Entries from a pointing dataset
⁂
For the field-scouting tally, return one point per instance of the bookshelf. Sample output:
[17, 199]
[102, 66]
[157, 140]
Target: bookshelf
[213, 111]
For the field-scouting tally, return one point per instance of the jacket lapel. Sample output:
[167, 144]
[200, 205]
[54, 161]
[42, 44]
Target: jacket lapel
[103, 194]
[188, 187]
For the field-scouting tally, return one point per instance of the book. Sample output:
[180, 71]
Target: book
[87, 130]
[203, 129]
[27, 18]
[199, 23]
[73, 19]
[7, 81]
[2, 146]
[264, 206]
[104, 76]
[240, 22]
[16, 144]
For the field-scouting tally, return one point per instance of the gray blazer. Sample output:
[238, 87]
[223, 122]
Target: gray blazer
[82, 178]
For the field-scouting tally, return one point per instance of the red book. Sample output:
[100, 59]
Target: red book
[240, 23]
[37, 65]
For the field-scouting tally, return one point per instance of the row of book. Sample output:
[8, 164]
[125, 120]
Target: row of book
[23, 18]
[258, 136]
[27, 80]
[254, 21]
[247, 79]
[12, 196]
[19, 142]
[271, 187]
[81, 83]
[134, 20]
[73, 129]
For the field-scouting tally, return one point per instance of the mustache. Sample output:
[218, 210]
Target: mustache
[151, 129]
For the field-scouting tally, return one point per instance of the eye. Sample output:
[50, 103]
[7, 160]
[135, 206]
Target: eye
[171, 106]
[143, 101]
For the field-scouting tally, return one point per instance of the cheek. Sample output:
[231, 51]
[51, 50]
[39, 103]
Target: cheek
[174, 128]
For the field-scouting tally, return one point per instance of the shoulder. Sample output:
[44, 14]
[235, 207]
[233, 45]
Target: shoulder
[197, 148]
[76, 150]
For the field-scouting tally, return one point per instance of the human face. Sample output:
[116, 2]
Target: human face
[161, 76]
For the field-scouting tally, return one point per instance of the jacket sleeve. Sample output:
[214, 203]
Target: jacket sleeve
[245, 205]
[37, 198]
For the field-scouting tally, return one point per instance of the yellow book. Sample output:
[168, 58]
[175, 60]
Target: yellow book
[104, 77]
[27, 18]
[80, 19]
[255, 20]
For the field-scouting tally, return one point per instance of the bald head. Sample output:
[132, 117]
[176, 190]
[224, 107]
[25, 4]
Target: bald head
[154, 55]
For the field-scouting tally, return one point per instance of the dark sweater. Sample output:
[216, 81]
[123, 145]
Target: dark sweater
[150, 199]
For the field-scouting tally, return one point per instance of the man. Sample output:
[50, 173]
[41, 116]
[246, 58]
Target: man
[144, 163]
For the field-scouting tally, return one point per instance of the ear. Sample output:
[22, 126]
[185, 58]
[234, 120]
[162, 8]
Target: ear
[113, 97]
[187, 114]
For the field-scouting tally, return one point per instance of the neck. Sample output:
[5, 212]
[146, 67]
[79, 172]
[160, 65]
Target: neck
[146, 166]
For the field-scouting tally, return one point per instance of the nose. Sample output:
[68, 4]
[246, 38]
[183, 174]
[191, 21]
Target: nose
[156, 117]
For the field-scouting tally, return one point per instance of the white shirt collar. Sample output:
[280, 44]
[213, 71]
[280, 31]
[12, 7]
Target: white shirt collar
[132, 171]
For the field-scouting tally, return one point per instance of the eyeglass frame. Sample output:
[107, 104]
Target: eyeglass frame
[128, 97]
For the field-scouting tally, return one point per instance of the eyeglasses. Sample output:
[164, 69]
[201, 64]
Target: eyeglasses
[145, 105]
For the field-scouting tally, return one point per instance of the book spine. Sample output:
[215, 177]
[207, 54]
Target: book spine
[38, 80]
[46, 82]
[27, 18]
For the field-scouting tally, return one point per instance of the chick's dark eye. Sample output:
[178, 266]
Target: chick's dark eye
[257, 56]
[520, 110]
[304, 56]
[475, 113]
⁂
> _Task description_: Convert the entries into a Markdown table with the columns Row and Line, starting at the line that contains "of the eyeglasses." and continuing through the last entry. Give each line its own numbered row, and leave out blank lines.

> _Response to this task_:
| Row | Line |
|---|---|
| 1 | For the field-scouting tally, return one point per instance of the eyeglasses. Sample output: |
| 2 | [164, 69] |
| 3 | [201, 64] |
| 4 | Target: eyeglasses |
| 5 | [145, 105] |
| 6 | For the field-scouting tally, return one point per instance of the book spine. Sample output: |
| 7 | [215, 177] |
| 8 | [207, 54] |
| 9 | Target: book spine |
| 10 | [38, 80] |
| 11 | [46, 82] |
| 12 | [27, 18] |
| 13 | For the field-scouting tally, return one point per instance of the chick's dark eye. Sample output: |
| 14 | [178, 266] |
| 15 | Target: chick's dark eye |
| 16 | [257, 56] |
| 17 | [520, 110] |
| 18 | [304, 56] |
| 19 | [475, 113] |